▸ Text section:
--------------------------------
We will not exclude any manuscript or report on the basis of study design. Included study types and reports will include quantitative studies (randomized trials and observational studies), qualitative studies (qualitative description, grounded theory, etc.), and program evaluations as well as program descriptions, provided they meet the criteria above. There are no limitations placed on specific outcomes, study quality, risk of bias, location, or timeframe.

References will be managed with EndNote Web software throughout the review process. Colandr will be used for study selection and review processes.

Stage 4—Charting the data

Once the final set of studies is chosen, data abstraction will be completed. Initially, we will chart details about the individual studies and programs, including year, location, target populations, and intervention components.

As this is a mixed methods review, both quantitative and qualitative data will be abstracted. Quantitative data and statistics will be extracted, including types of interventions, outcomes evaluated, results, and statistical significance. Qualitative data will be extracted for meta-ethnographic analysis. The entire results and discussion sections of relevant qualitative papers will be copied and pasted directly into a separate document for textual analysis.

Stage 5—Collating, summarizing, and reporting results

Quantitative data will be presented in summary tables. If there are sufficient numbers of studies, we may group the individual studies by intervention type (i.e., diabetes education, dietary intervention, medication and diabetes supply subsidies).

Qualitative data will be imported into NVivo 12 software (Doncaster, Australia) for analysis. We intend to conduct a detailed thematic analysis on this data [29]. Open coding will proceed in a line-by-line fashion that will make use of a preliminary coding template (Table 1). Codes will be added inductively throughout the process of data analysis. Focused coding will be achieved by thoroughly reviewing codes and grouping them into similar groups that will be abstracted to themes.

Table 1 Preliminary coding template

Discussion

Individuals who are experiencing homelessness are known to have a higher incidence of diabetes-related adverse outcomes. There are many contributing factors to this disparity, including poorer access to medical care, financial barriers to medications and supplies, lack of trust with healthcare providers, and competing priorities. Additionally, a significant contributor to the disparities in outcomes is likely related to the fact that diabetes care is often not tailored to the specific needs and challenges of those experiencing homelessness.

Limitations

Given the significant heterogeneity in the types of interventions and the outcomes reported, we are not anticipating being able to meta-analyze the results of our review. Therefore, in all likelihood, we will be unable to provide any insight into the most helpful or successful aspects of various programs. However, we feel that our review will be valuable, providing direction for future research and practice by sharing information about the types of programs that have been implemented.

The success and usefulness of this review is fully contingent upon organizations producing some form of written record or report documenting their experiences that are able to be found through online searches. It is entirely possible that many organizations will not have such documentation available. In such cases, we will be unable to include these programs in our report.

Conclusion and implications

Undoubtedly, organizations dedicated to improving diabetes care, and those whose mandate is to care for those experiencing homelessness, have noticed the significant care gap for this population, and have devised programs to address this problem. However, since much of this innovative work is likely happening on the ground in community-based organizations and individual practices, knowledge of novel programs and innovations is less likely to be disseminated across regional jurisdictions. The purpose of this review is to gather, synthesize, and disseminate the learnings across organizations. It is our hope that those considering implementing programs or new approaches to diabetes care for individuals experiencing homelessness will be able to reference our review as they plan their services to profit from the learnings of others.
--------------------------------
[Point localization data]
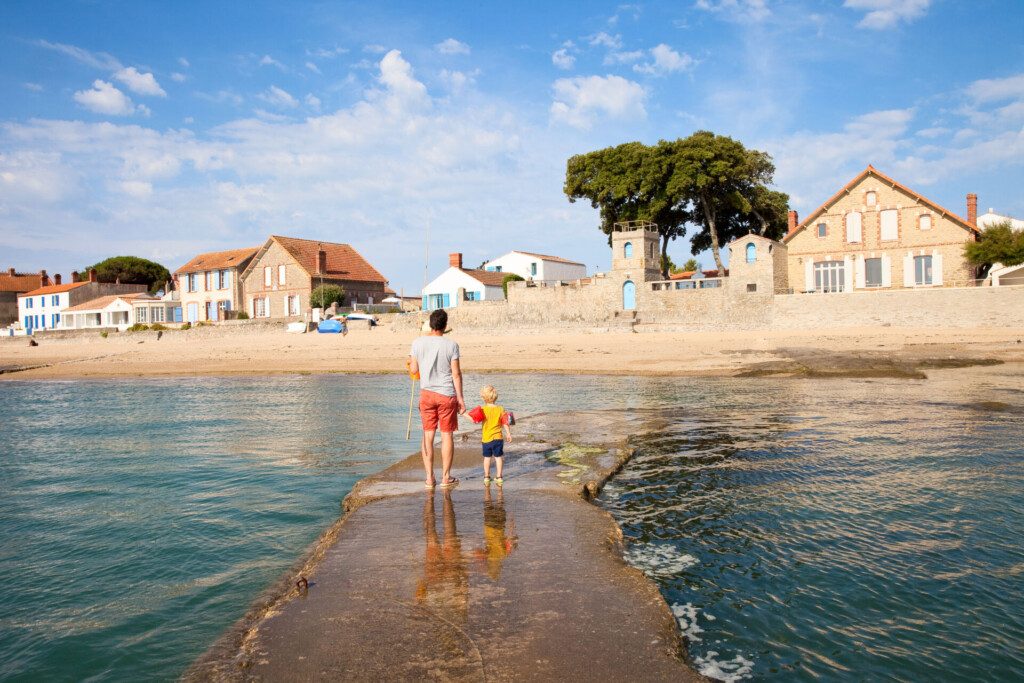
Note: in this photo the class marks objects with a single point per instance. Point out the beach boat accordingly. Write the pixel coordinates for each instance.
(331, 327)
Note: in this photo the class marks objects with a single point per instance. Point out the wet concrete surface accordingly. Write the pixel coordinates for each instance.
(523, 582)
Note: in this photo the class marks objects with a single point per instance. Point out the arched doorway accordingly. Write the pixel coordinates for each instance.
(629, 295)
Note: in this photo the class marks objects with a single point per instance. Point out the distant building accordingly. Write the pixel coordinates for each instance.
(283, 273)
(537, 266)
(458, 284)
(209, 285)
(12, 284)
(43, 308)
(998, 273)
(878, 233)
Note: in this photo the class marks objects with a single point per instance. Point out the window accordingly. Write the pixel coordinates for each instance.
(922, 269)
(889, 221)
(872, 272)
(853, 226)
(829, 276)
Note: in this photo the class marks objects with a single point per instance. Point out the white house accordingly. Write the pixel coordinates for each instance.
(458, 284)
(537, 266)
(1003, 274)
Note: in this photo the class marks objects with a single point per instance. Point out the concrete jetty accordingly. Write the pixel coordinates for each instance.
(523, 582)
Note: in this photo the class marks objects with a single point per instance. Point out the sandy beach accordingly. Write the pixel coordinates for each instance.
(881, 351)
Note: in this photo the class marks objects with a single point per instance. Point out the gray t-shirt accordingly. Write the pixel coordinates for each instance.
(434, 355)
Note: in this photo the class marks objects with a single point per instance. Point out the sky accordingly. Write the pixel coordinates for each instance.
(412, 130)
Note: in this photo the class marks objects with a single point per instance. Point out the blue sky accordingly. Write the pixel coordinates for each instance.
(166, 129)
--------------------------------
▸ Task directions: Edit the review protocol between "As this is a" and "document for textual analysis.", inclusive, changing "statistical significance" to "effect sizes", and give that passage back. The listing has no connection to the review protocol that comes before it.

▸ Written response:
As this is a mixed methods review, both quantitative and qualitative data will be abstracted. Quantitative data and statistics will be extracted, including types of interventions, outcomes evaluated, results, and effect sizes. Qualitative data will be extracted for meta-ethnographic analysis. The entire results and discussion sections of relevant qualitative papers will be copied and pasted directly into a separate document for textual analysis.